--- DATA SUPPLIED ---
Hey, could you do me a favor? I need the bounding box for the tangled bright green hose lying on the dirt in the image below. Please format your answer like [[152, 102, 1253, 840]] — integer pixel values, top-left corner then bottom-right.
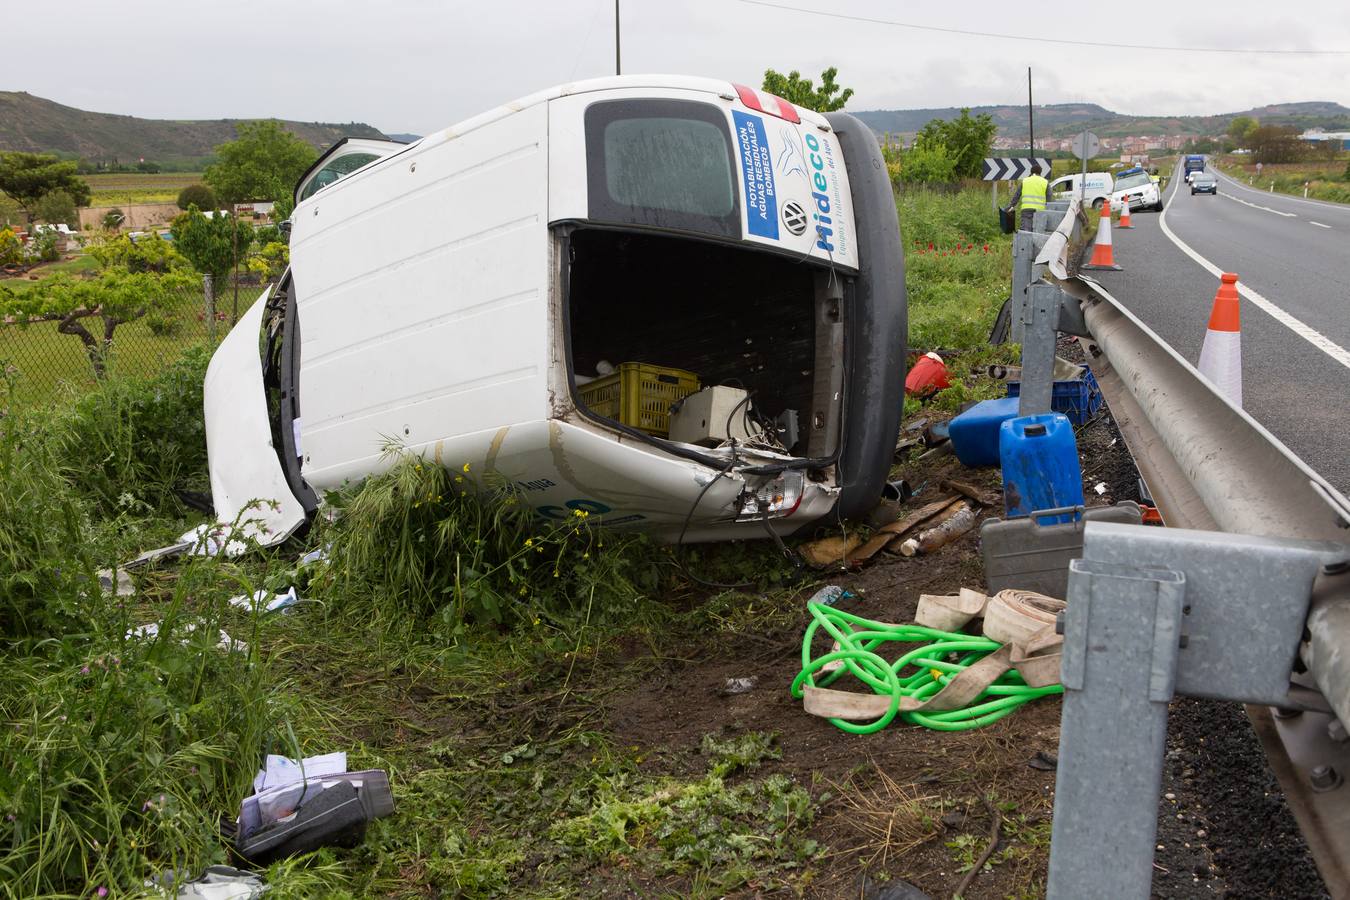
[[791, 602, 1064, 734]]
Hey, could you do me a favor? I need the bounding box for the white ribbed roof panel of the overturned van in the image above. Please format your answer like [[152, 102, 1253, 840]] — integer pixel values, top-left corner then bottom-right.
[[290, 104, 549, 490]]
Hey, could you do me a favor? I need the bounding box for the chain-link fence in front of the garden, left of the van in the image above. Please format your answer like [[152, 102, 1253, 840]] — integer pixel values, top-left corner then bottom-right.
[[0, 279, 265, 405]]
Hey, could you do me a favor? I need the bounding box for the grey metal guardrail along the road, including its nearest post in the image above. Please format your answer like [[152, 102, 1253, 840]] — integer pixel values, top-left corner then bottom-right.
[[1014, 210, 1350, 897]]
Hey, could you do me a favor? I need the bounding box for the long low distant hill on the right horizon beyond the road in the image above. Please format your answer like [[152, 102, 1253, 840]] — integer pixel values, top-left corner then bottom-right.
[[853, 101, 1350, 140]]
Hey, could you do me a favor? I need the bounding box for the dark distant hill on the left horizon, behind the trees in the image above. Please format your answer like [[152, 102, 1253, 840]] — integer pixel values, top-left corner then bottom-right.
[[0, 90, 385, 166]]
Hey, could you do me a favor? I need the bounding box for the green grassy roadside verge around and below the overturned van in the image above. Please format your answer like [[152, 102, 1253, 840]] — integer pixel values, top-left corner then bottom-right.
[[0, 180, 1050, 897]]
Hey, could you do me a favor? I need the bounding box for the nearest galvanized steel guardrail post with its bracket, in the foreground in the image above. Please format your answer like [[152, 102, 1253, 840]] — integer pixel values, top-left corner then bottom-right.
[[1046, 522, 1345, 900]]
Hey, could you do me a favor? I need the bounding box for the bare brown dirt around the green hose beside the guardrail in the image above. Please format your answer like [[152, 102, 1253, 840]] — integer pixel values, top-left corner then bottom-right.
[[606, 442, 1060, 897]]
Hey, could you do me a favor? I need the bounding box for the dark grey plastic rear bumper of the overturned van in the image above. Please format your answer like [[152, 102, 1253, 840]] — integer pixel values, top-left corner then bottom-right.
[[825, 112, 909, 518]]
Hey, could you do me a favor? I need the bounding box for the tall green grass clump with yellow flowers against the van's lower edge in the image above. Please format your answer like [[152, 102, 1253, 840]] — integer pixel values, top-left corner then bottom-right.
[[310, 451, 656, 638]]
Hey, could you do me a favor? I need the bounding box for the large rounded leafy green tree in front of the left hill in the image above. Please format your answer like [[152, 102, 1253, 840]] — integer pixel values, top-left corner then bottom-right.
[[205, 119, 319, 204]]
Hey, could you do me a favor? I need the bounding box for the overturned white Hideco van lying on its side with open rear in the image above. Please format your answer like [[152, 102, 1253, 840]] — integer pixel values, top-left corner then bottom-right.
[[205, 76, 906, 544]]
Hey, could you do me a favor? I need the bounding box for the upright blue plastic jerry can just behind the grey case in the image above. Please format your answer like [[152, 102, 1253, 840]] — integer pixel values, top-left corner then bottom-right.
[[999, 413, 1083, 525]]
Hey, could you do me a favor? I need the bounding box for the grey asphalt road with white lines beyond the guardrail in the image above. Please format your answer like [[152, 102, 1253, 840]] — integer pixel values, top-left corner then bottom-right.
[[1091, 170, 1350, 494]]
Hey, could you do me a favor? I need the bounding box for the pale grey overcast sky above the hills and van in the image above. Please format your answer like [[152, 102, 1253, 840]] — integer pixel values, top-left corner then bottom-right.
[[10, 0, 1350, 134]]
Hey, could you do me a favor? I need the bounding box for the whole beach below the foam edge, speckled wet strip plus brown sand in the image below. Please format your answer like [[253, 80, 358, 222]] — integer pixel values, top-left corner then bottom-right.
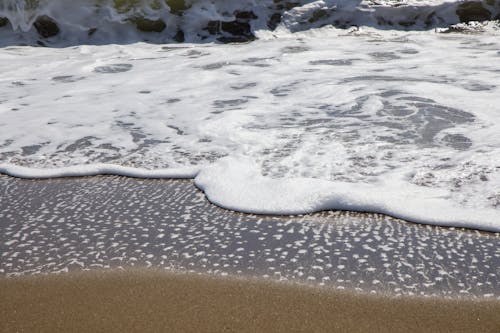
---
AIM OF THE TASK: Reproduce the material word for word. Skip every picture it holds.

OUTPUT:
Hey, could you do me a favor? I need the bounding box for the tangled bright green hose lying on the dirt in the image below. Please format your answer like [[152, 102, 1253, 840]] — integer pixel values, top-left corner then bottom-right.
[[791, 602, 1064, 734]]
Hey, could you do me a favor? I need the bounding box for the white ribbed roof panel of the overturned van in the image above. Please format your answer like [[152, 102, 1253, 840]] — integer pixel values, top-left corner then bottom-right.
[[290, 104, 549, 490]]
Hey, could you do me a favor? I need the bounding box for the chain-link fence in front of the garden, left of the van in the image above. Please format your answer like [[152, 102, 1253, 840]] — integer pixel values, top-left corner then bottom-right.
[[0, 279, 265, 405]]
Hey, could you do me a favor? I need the bounding box for the grey metal guardrail along the road, including its nearest post in the image above. Please format your answer like [[152, 102, 1253, 840]] — integer pixel values, top-left corner then bottom-right.
[[1014, 210, 1350, 897]]
Hey, could you do me a favor? I need the bounding box for the long low distant hill on the right horizon beyond the road in the image above. Please format your answer like [[152, 102, 1253, 840]] — integer pixel values, top-left corner then bottom-right.
[[853, 101, 1350, 140]]
Hey, could you do me a favor? I need the bounding box for the dark distant hill on the left horizon, behind the trees in the image above. Please format your answer like [[152, 102, 1253, 840]] — integer pixel values, top-left corner then bottom-right.
[[0, 90, 385, 166]]
Hey, could you do me a favor? I need the bounding box for the green grassy roadside verge around and below the overturned van in the image above. Please format your answer like [[152, 102, 1253, 840]] — integer pixel values, top-left corner then bottom-right.
[[0, 180, 1050, 897]]
Hey, could you do me a favor? I need the bounding box for the nearest galvanized steel guardrail post with its bracket, in the foreground in the image above. Please format your answer like [[152, 102, 1253, 840]] — integer pixel values, top-left corner then bottom-right.
[[1046, 522, 1345, 900]]
Hey, could you do me a favor? I need the bounding box for the bare brown dirt around the green hose beside the guardrail in the image above. Please format your answer like [[152, 102, 1253, 840]] — integer pixel values, top-left corner then bottom-right.
[[606, 442, 1060, 897]]
Hey, could you do me a favor? I need the bounding box for the dark grey plastic rear bumper of the overturned van in the image above. Please format your answer like [[152, 102, 1253, 840]] — integer pixel values, top-left corner then bottom-right.
[[825, 112, 909, 518]]
Hey, could you do me a favor? I need the bounding box for the tall green grass clump with yellow flowers against the van's lower edge in the image above. Please format your answer like [[152, 102, 1253, 840]] — integer pixel values, top-left corner then bottom-right.
[[310, 451, 656, 638]]
Hey, could you do me a favor? I need the bounding box for the large rounded leafy green tree in front of the left hill in the image above. Please format your answer like [[152, 102, 1253, 840]] — integer pixel values, top-left corner then bottom-right.
[[205, 119, 319, 204]]
Hey, could you do me a favor? I need the bounding box for the overturned white Hideco van lying on its side with open rear in the image above. Please format your answer like [[152, 102, 1253, 840]] — integer pixel values, top-left corner then bottom-right.
[[205, 76, 906, 544]]
Hey, could you do me a favor? I need the bounding box for the upright blue plastic jerry can just behind the grey case in the image above. Please format your answer like [[152, 102, 1253, 840]] — integer pixel values, top-left corner then bottom-right.
[[999, 413, 1083, 525]]
Hey, could you do me a favor? I need the bounding box for the grey asphalt road with white lines beyond the guardrail in the image above. Please format your answer like [[152, 102, 1253, 840]] — integer pixel values, top-left corner then bottom-right.
[[1091, 170, 1350, 494]]
Hey, could you do me a favor? I need the bounding box for the pale grey overcast sky above the hills and van in the image above. Please format your answer like [[152, 102, 1253, 840]] — integer pixel values, top-left corner then bottom-right.
[[10, 0, 1350, 134]]
Hey, could you do me a favor? I need the bounding box for the whole beach below the foam edge, speckled wet strip plus brown sand in the image below. Please format your answer like [[253, 80, 358, 222]] — integer pixel values, top-left corner then bottom-right.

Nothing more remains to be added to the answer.